## About this exercise
All entries need to be written out again exactly, without their pictures.

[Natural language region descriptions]
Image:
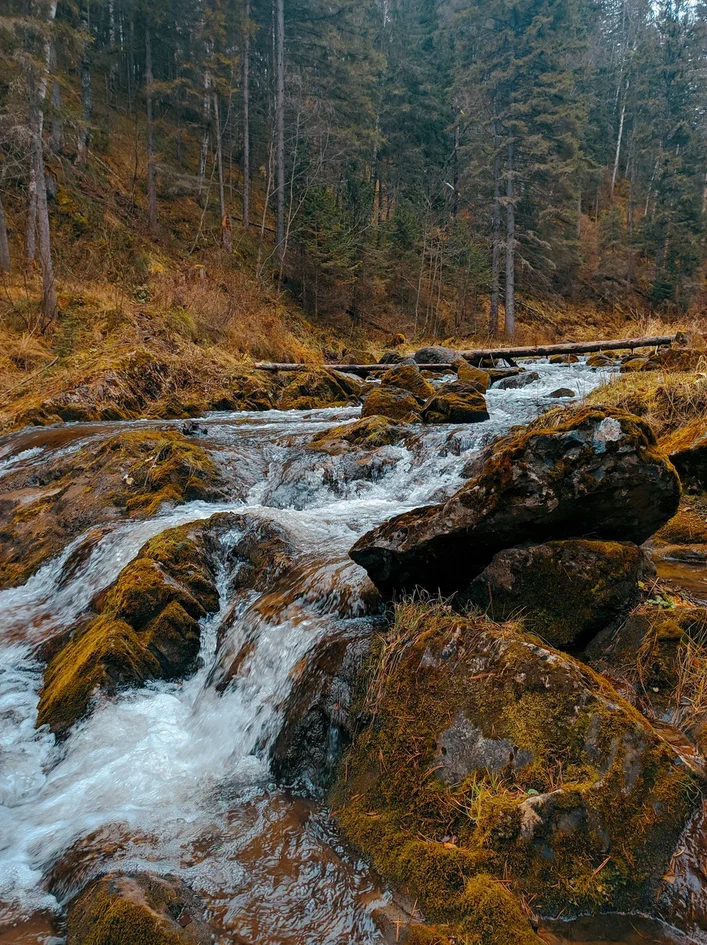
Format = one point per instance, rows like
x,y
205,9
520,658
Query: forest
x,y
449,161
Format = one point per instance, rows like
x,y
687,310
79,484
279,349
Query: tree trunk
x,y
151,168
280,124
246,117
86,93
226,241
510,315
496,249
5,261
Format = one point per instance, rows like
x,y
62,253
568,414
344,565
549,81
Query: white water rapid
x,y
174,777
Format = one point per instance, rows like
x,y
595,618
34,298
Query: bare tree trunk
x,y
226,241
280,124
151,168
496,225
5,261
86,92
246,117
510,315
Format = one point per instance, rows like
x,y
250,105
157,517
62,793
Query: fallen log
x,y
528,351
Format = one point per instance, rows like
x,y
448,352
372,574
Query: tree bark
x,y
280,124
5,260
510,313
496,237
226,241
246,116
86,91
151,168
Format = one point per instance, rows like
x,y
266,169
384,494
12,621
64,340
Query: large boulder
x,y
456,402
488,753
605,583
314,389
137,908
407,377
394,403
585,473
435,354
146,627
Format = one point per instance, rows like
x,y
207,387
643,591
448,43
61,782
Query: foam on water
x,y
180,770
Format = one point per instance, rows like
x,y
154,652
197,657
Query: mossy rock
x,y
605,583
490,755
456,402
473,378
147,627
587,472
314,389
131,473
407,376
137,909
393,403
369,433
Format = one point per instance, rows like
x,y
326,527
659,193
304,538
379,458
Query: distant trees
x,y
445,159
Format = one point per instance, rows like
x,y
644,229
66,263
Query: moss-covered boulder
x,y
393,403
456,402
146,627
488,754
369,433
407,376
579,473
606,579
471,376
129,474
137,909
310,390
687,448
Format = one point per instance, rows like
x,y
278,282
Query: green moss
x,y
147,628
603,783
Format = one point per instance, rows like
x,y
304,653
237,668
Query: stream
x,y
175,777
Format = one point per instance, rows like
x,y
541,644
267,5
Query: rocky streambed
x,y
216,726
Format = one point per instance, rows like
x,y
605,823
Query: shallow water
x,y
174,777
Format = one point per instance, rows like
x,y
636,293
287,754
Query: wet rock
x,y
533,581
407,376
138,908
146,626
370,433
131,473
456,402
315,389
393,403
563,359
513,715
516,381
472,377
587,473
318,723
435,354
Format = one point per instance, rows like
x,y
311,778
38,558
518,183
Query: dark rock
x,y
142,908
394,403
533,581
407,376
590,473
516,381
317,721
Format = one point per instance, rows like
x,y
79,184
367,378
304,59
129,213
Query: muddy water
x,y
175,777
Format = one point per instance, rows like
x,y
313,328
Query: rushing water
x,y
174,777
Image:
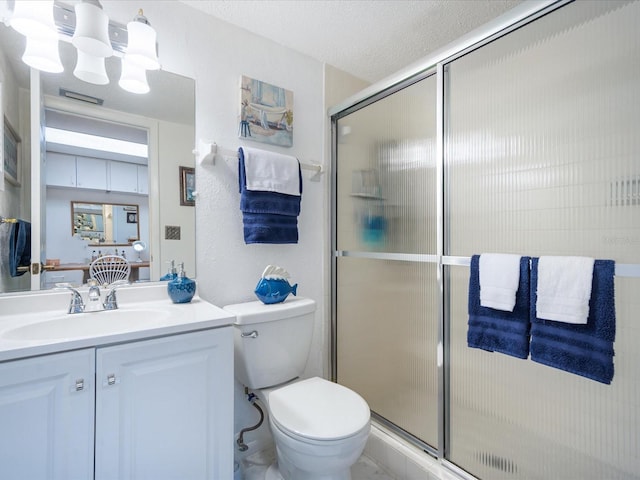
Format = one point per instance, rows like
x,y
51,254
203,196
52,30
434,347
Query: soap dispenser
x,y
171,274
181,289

## Task solution
Image:
Format = one point per instance, rows like
x,y
205,9
520,658
Query: forest
x,y
449,161
Format = one point per instance, rows like
x,y
687,310
79,484
279,349
Query: tree trunk
x,y
151,168
280,124
246,117
86,93
226,241
510,315
496,249
5,261
Format = one point per instance, rows like
x,y
62,253
568,414
344,565
549,81
Query: white water rapid
x,y
174,777
Format = one point per instance, rows like
x,y
595,618
34,298
Query: bare tree trunk
x,y
226,241
280,124
151,168
496,225
5,261
86,92
246,117
510,315
Format = one point per instance, rows like
x,y
250,105
157,517
62,793
Query: fallen log
x,y
528,351
Format = one point per instance, rows like
x,y
448,352
372,574
Query: tree bark
x,y
280,124
5,260
510,313
496,237
226,241
246,116
86,91
151,168
Format = one point per instance, rows like
x,y
266,169
384,494
12,621
64,340
Query: large boulder
x,y
456,402
488,753
605,583
314,389
137,908
407,377
394,403
585,473
435,354
146,627
Format = one point per instance, rows like
x,y
207,387
643,591
448,43
61,782
Query: foam on water
x,y
180,770
Format = one point per instance, rows like
x,y
154,652
197,657
Query: mossy rock
x,y
605,583
490,755
456,402
473,378
147,627
587,472
314,389
131,473
407,376
137,909
393,403
369,433
Format = one point per instance, rows like
x,y
326,527
659,193
304,538
379,458
Query: distant trees
x,y
445,159
Format = one point per instance, rows like
x,y
644,229
66,263
Query: moss-covered boulder
x,y
393,403
456,402
146,627
488,754
369,433
407,376
579,473
606,579
471,376
129,474
137,909
310,390
687,448
Format = one point per instance, rows like
x,y
278,282
Query: green moss
x,y
147,628
603,783
Format = one point per instance, rows like
x,y
304,653
237,668
Query: stream
x,y
175,777
Format = one point per instance, rows like
x,y
541,644
267,5
Query: rocky streambed
x,y
216,726
Format = one point per instance, rows like
x,y
605,823
Query: shallow water
x,y
174,777
Format = one point per instance, rows like
x,y
636,293
287,754
Query: wet rock
x,y
533,581
407,376
138,908
146,626
370,433
131,473
456,402
315,389
393,403
563,359
513,715
516,381
472,377
587,473
318,723
435,354
Format = one point per instance, rows like
x,y
311,778
38,558
518,183
Query: dark rock
x,y
142,908
394,403
533,581
407,376
590,473
516,381
317,721
Format = one point per instance, rows like
x,y
79,184
367,378
304,59
129,213
Query: muddy water
x,y
175,777
Format = one point per instance, rows like
x,y
313,328
Query: rushing water
x,y
174,777
Image:
Format = one point per instance, rows like
x,y
51,254
203,196
52,30
434,347
Query: soap dispenser
x,y
171,274
181,289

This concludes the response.